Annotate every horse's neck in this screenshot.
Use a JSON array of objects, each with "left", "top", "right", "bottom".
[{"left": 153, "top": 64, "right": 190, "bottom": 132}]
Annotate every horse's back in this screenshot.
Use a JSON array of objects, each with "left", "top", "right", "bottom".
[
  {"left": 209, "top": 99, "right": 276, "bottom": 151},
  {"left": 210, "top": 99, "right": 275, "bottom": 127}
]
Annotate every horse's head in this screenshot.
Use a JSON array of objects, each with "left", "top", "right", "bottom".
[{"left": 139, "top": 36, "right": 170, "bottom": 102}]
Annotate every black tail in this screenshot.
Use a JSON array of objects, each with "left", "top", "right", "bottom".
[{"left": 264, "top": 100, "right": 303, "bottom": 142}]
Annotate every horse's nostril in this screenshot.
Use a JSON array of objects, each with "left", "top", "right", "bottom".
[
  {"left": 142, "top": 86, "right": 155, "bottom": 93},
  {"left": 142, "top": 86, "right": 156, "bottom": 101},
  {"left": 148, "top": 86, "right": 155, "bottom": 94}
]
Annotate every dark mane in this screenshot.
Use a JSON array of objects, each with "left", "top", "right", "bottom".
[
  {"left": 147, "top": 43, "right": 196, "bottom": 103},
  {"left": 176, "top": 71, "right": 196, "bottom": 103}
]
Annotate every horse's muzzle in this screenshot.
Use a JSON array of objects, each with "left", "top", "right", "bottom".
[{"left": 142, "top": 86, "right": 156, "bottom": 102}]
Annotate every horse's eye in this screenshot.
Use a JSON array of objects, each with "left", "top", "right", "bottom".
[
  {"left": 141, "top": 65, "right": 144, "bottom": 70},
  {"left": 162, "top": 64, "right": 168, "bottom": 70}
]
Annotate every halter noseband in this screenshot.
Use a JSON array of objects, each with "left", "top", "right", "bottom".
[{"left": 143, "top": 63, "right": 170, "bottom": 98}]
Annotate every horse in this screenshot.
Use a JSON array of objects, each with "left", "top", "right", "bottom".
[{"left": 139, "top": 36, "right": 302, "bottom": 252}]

> **ASSIGNED TASK**:
Among the lines above, find each one containing the string "this" and copy it.

> **PROBLEM SOLUTION**:
Annotate every horse's neck in this screenshot.
Annotate every horse's back in this screenshot.
Annotate every horse's head in this screenshot.
Annotate every black tail in this screenshot.
Annotate every horse's nostril in this screenshot.
Annotate every dark mane in this screenshot.
Annotate every horse's muzzle in this screenshot.
Annotate every horse's eye in this screenshot.
Annotate every halter noseband in this screenshot.
Annotate every horse in this screenshot.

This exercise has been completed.